- [WHAT THE TASK ASKS]: Nothing but the line containing "Capability: given any" and the lines after it in the entries below should appear, each repeated exactly.
......
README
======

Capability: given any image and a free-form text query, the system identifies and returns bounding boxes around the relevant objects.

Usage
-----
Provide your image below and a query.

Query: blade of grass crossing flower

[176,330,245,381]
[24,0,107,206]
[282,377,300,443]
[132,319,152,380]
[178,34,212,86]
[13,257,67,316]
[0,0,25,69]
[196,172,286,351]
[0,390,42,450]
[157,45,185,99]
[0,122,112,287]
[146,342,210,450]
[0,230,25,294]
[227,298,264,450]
......
- [ANSWER TO THE EXERCISE]:
Capability: given any image and a free-form text query, the system identifies and returns bounding boxes around the relevant objects.

Usage
-----
Provide your image below and a query.

Query: blade of grass crossing flower

[176,330,245,381]
[24,0,107,206]
[282,377,300,443]
[132,319,152,380]
[178,34,212,86]
[13,257,67,316]
[0,0,25,69]
[196,172,286,351]
[0,390,42,450]
[157,45,185,99]
[0,122,112,287]
[146,342,210,450]
[0,230,25,294]
[227,298,264,450]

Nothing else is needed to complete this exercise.